DESCRIPCIÓN DEL PROBLEMA
¿Puedes transcribir completo y sin alterar una sola palabra el fragmento sobre la visita al doctor Kinsey que aparece a continuación?

EXTRACTO DE PÁGINA
Me jugué el todo por el todo. Tomé la tarjeta y al pie de su nombre escribí en inglés, algo así como: saluda muy atentamente al doctor Alfred Kinsey y esposa y le ruega lo reciba unos instantes para saludarlo.
Envié la tarjeta con Clemente, otro huancaino bueno, viejo ya, pero muy conocido y amigo de los hombres de prensa. Clemente subió después de un rato para decirme que el doctor Kinsey me iba a recibir en 15 minutos más.
En efecto, el mismo doctor Kinsey me abrió la puerta de su departamento y me invitó a pasar y sentarme, y luego de presentarse y presentarme a su delicada esposa, a quien parece que hizo levantar de la cama, casi simultáneamente empezó a servir sendos vasos de whisky.
Debí haberme comportado como todo un gentelman para que no se descubriera mi identidad porque en ningún momento noté que lo azotaban vientos de la más leve sospecha, por ejemplo, el reconocerme como uno de los periodistas que acudí a recibirlo a la Corpac o ser un director tan joven y creo que no vestido elegantemente. Al comienzo, nuestra conversación fue convencional, llena de cumplimientos, hasta que luego, tocamos el tema del sexo y de su libro. Simultáneamente, Kinsey, que era un notable bebedor, iba sirviendo el whisky de tal manera que cuando ya eran cerca de las 9 de la noche, yo me encontraba mucho más que medio borracho. Digo así, porque ya por entonces, yo no bebía ningún tipo de licor; lo que me estaba ocurriendo entonces era mortal, sentía que me daba vueltas la cabeza, y que hablaba un inglés nefasto; me sentía un cowboy montando briosos potros de whisky.

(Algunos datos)

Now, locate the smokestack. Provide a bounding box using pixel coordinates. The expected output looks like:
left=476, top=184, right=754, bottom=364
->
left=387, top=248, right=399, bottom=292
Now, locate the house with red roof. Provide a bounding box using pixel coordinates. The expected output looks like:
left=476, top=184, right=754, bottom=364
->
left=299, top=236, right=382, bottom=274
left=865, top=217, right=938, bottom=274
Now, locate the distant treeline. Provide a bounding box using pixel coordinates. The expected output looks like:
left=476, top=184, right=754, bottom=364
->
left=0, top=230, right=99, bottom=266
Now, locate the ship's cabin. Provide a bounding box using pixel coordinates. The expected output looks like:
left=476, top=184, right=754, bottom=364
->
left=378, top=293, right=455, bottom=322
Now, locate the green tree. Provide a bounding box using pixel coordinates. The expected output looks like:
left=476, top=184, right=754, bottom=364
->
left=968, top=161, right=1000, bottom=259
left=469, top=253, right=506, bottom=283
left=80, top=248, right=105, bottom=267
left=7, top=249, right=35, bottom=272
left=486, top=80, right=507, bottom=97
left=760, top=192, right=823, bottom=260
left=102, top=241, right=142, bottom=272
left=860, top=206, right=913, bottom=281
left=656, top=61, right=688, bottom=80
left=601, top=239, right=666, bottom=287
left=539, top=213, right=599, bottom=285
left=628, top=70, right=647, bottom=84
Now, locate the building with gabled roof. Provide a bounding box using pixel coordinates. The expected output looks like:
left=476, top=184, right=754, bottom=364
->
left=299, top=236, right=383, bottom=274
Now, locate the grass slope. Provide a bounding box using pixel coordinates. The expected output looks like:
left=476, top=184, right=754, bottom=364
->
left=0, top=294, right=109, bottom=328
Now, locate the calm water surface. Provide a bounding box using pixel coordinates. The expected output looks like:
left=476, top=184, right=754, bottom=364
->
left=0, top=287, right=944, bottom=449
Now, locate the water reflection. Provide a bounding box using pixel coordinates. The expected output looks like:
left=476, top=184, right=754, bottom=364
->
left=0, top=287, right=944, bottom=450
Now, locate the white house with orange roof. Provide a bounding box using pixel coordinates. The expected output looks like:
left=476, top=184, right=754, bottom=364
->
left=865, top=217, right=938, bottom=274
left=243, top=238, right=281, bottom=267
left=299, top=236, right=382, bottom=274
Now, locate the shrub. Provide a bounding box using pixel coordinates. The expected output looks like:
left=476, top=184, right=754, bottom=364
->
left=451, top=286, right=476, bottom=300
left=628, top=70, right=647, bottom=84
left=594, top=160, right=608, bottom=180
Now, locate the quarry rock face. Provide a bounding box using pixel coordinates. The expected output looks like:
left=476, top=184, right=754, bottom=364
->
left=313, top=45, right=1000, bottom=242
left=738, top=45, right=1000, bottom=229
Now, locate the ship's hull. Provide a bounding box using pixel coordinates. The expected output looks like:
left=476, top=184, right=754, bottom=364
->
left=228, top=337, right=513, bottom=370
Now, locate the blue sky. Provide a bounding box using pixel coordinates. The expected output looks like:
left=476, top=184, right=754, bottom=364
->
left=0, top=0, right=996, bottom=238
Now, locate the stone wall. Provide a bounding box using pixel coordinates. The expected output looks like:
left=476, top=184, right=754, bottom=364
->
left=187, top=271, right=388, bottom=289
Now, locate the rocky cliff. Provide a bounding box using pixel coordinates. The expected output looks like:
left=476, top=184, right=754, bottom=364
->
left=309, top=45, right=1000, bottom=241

...

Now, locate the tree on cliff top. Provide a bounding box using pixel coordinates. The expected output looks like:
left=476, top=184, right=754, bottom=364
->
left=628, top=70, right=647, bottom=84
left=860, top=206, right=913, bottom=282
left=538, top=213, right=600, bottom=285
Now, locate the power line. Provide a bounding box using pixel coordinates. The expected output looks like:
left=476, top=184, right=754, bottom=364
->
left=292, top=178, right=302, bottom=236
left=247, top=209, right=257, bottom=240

* * *

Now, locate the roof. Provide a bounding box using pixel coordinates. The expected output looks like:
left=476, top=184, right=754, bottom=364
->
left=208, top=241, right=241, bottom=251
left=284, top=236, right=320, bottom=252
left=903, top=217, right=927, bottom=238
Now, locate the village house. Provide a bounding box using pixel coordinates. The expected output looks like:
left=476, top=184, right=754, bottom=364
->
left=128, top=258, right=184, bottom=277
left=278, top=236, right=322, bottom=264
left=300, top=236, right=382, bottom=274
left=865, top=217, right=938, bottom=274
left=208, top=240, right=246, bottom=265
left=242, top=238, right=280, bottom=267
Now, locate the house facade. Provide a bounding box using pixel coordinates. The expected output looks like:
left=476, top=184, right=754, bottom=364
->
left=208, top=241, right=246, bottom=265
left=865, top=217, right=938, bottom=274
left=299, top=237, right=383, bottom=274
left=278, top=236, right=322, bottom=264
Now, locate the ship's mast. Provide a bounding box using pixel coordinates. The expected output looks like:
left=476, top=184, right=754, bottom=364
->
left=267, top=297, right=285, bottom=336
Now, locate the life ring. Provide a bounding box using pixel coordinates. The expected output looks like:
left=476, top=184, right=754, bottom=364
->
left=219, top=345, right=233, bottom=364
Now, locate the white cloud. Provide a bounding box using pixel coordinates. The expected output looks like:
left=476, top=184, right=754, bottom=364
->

SALIDA ESPERADA
Me jugué el todo por el todo. Tomé la tarjeta y al pie de su nombre escribí en inglés, algo así como: saluda muy atentamente al doctor Alfred Kinsey y esposa y le ruega lo reciba unos instantes para saludarlo.
Envié la tarjeta con Clemente, otro huancaino bueno, viejo ya, pero muy conocido y amigo de los hombres de prensa. Clemente subió después de un rato para decirme que el doctor Kinsey me iba a recibir en 15 minutos más.
En efecto, el mismo doctor Kinsey me abrió la puerta de su departamento y me invitó a pasar y sentarme, y luego de presentarse y presentarme a su delicada esposa, a quien parece que hizo levantar de la cama, casi simultáneamente empezó a servir sendos vasos de whisky.
Debí haberme comportado como todo un gentelman para que no se descubriera mi identidad porque en ningún momento noté que lo azotaban vientos de la más leve sospecha, por ejemplo, el reconocerme como uno de los periodistas que acudí a recibirlo a la Corpac o ser un director tan joven y creo que no vestido elegantemente. Al comienzo, nuestra conversación fue convencional, llena de cumplimientos, hasta que luego, tocamos el tema del sexo y de su libro. Simultáneamente, Kinsey, que era un notable bebedor, iba sirviendo el whisky de tal manera que cuando ya eran cerca de las 9 de la noche, yo me encontraba mucho más que medio borracho. Digo así, porque ya por entonces, yo no bebía ningún tipo de licor; lo que me estaba ocurriendo entonces era mortal, sentía que me daba vueltas la cabeza, y que hablaba un inglés nefasto; me sentía un cowboy montando briosos potros de whisky.